__Task description__
Reproduce the material below with every "ring rule" changed to "fill rule" and nothing else altered. Leave out the pictures.

__Given records__
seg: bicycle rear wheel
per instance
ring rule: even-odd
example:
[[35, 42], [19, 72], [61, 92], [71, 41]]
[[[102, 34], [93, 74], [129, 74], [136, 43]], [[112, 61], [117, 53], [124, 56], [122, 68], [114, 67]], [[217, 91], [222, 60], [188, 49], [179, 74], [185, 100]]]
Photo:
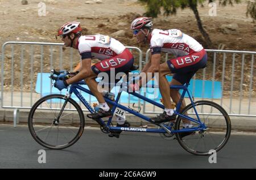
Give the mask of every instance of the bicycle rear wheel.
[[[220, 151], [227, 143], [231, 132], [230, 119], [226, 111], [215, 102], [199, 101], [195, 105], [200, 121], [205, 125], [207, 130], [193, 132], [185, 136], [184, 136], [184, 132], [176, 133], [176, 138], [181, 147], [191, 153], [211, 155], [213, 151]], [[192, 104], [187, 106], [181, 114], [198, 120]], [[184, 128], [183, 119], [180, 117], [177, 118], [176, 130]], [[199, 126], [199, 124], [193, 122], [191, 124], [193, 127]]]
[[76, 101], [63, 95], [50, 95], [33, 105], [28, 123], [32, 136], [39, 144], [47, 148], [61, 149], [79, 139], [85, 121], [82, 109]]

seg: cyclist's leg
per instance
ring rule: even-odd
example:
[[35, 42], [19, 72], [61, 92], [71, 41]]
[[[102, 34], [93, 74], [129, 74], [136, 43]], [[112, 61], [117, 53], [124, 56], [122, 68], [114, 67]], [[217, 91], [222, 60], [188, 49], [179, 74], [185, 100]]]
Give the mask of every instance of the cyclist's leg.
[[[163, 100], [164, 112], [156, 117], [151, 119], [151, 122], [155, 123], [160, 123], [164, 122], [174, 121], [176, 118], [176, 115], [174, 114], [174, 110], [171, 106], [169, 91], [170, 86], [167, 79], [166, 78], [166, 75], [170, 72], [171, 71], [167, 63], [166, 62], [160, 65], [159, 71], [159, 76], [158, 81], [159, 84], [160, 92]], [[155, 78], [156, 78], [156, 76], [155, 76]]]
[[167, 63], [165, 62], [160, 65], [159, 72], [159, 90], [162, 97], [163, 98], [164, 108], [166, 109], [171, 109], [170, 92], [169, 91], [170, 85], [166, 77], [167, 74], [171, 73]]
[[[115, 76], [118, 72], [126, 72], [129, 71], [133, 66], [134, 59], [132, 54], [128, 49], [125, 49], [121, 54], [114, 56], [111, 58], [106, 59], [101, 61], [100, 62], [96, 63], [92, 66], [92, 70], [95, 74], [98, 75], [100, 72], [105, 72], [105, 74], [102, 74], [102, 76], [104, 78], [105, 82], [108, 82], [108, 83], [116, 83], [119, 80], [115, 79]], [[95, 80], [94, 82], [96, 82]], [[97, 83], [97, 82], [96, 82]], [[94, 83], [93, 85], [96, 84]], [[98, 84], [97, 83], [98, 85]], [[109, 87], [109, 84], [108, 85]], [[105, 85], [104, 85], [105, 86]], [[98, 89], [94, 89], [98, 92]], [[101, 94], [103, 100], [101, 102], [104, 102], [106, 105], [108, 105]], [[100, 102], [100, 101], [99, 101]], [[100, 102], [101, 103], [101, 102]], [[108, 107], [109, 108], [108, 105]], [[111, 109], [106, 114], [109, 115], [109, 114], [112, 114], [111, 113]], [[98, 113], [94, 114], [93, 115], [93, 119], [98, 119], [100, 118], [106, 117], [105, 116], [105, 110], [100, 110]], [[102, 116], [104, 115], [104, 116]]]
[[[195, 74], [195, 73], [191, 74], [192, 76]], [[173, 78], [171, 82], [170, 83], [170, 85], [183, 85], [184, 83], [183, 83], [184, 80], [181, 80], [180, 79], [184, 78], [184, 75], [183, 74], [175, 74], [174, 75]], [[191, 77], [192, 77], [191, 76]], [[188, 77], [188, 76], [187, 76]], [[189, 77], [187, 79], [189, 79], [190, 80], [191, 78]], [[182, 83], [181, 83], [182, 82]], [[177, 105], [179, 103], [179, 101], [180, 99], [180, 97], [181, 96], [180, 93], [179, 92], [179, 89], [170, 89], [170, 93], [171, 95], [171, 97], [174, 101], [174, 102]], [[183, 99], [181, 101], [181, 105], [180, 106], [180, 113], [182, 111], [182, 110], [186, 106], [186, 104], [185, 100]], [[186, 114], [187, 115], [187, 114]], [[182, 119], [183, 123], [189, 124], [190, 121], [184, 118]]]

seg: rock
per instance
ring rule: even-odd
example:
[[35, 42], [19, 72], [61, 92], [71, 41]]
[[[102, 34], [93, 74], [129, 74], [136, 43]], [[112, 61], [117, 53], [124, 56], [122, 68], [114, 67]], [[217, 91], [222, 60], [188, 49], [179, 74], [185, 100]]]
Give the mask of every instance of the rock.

__Full output__
seg: bicycle rear wheel
per instance
fill rule: even-odd
example:
[[35, 42], [19, 72], [61, 92], [71, 41]]
[[[102, 34], [93, 74], [129, 74], [136, 43]], [[112, 61], [117, 53], [124, 56], [122, 68], [114, 67]], [[217, 91], [222, 60], [188, 49], [179, 74], [185, 100]]]
Photo:
Give the mask of every instance of the bicycle rear wheel.
[[[220, 151], [227, 143], [231, 132], [230, 119], [226, 111], [215, 102], [199, 101], [195, 105], [200, 121], [205, 125], [207, 130], [193, 132], [185, 136], [184, 136], [184, 132], [176, 133], [176, 138], [181, 147], [191, 153], [211, 155], [213, 151]], [[192, 104], [187, 106], [181, 114], [198, 120]], [[184, 128], [183, 119], [180, 117], [177, 118], [176, 130]], [[199, 126], [199, 124], [193, 122], [191, 124], [193, 127]]]
[[76, 101], [63, 95], [50, 95], [33, 105], [28, 123], [32, 136], [39, 144], [47, 148], [61, 149], [79, 139], [85, 121], [82, 109]]

seg: cyclist's leg
per instance
fill rule: even-odd
example:
[[35, 42], [19, 72], [61, 92], [71, 41]]
[[[102, 34], [93, 74], [129, 74], [136, 43]], [[112, 61], [117, 53], [124, 56], [122, 68], [114, 67]], [[217, 91], [222, 60], [188, 49], [179, 74], [185, 100]]]
Give the mask of every instance of the cyclist's leg.
[[[163, 100], [164, 112], [156, 117], [151, 119], [151, 122], [155, 123], [160, 123], [164, 122], [174, 121], [176, 118], [176, 115], [174, 114], [174, 110], [171, 106], [169, 91], [170, 86], [167, 79], [166, 78], [166, 75], [170, 72], [171, 71], [167, 63], [166, 62], [160, 65], [159, 71], [159, 76], [158, 81], [159, 84], [160, 92]], [[155, 78], [156, 78], [156, 76], [155, 76]]]
[[167, 63], [165, 62], [160, 65], [159, 72], [159, 90], [162, 97], [163, 98], [164, 108], [166, 109], [171, 109], [170, 92], [169, 91], [170, 85], [166, 77], [167, 74], [171, 73]]
[[[115, 76], [118, 72], [126, 72], [129, 71], [133, 66], [134, 59], [132, 54], [128, 49], [125, 49], [121, 54], [114, 56], [111, 58], [106, 59], [101, 61], [100, 62], [96, 63], [92, 66], [92, 70], [95, 74], [98, 75], [100, 72], [105, 72], [105, 74], [102, 74], [102, 76], [104, 78], [105, 82], [108, 82], [108, 83], [116, 83], [119, 80], [115, 79]], [[95, 80], [94, 82], [96, 82]], [[97, 83], [97, 82], [96, 82]], [[94, 83], [93, 85], [96, 84]], [[98, 84], [97, 83], [98, 85]], [[109, 87], [109, 84], [108, 85]], [[105, 85], [104, 85], [105, 86]], [[98, 89], [94, 89], [98, 92]], [[101, 94], [103, 100], [101, 102], [104, 102], [106, 105], [108, 105]], [[100, 102], [100, 101], [99, 101]], [[100, 102], [101, 103], [101, 102]], [[108, 107], [109, 108], [108, 105]], [[111, 109], [106, 114], [109, 115], [109, 114], [112, 114], [111, 113]], [[98, 113], [94, 114], [93, 115], [93, 119], [98, 119], [100, 118], [106, 117], [105, 116], [105, 110], [100, 110]], [[102, 116], [104, 115], [104, 116]]]
[[[195, 74], [195, 73], [191, 74], [192, 76]], [[173, 78], [171, 82], [170, 83], [170, 85], [183, 85], [184, 83], [183, 83], [184, 80], [181, 80], [180, 79], [184, 78], [184, 75], [183, 74], [175, 74], [174, 75]], [[191, 77], [192, 77], [191, 76]], [[188, 77], [188, 76], [187, 76]], [[189, 77], [187, 79], [189, 79], [190, 80], [191, 78]], [[182, 83], [181, 83], [182, 82]], [[177, 105], [179, 103], [179, 101], [180, 99], [180, 97], [181, 96], [180, 93], [179, 92], [179, 89], [170, 89], [170, 93], [171, 95], [171, 97], [174, 101], [174, 102]], [[183, 99], [181, 101], [181, 105], [180, 106], [180, 113], [182, 111], [182, 110], [186, 106], [186, 104], [185, 100]], [[186, 114], [187, 115], [187, 114]], [[182, 119], [183, 123], [189, 124], [190, 121], [184, 118]]]

seg: rock
per instance
fill rule: even-odd
example:
[[35, 42], [19, 72], [61, 92], [71, 41]]
[[[102, 34], [93, 74], [129, 74], [136, 43]], [[112, 61], [117, 53], [124, 56], [122, 68], [114, 67]], [[217, 91], [222, 60], [188, 49], [179, 74], [185, 100]]]
Give the mask of every instance of the rock.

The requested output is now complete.